PODANE ZADANIE:
Wyodrębnij wszystkie wiersze z poniższego wykazu i przytocz je bez żadnych zmian.

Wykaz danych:

◆ ◆ ◆

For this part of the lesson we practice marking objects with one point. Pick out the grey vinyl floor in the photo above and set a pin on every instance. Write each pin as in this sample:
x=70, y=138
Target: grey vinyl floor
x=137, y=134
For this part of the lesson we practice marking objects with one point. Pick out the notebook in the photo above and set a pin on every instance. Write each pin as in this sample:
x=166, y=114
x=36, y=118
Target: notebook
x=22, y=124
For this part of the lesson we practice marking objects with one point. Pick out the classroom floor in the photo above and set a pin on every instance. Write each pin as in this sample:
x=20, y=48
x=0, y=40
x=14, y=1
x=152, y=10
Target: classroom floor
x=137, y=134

◆ ◆ ◆

ODPOWIEDŹ:
For this part of the lesson we practice marking objects with one point. Pick out the grey vinyl floor in the photo above and set a pin on every instance. Write each pin as in this sample:
x=70, y=138
Target: grey vinyl floor
x=137, y=134
For this part of the lesson we practice marking objects with one point. Pick out the notebook in the photo above and set a pin on every instance. Write each pin as in this sample:
x=166, y=114
x=36, y=118
Target: notebook
x=22, y=124
For this part of the lesson we practice marking objects with one point. Pick out the classroom floor in the photo above and set a pin on every instance. Write each pin as in this sample:
x=20, y=48
x=0, y=40
x=14, y=1
x=152, y=10
Target: classroom floor
x=137, y=134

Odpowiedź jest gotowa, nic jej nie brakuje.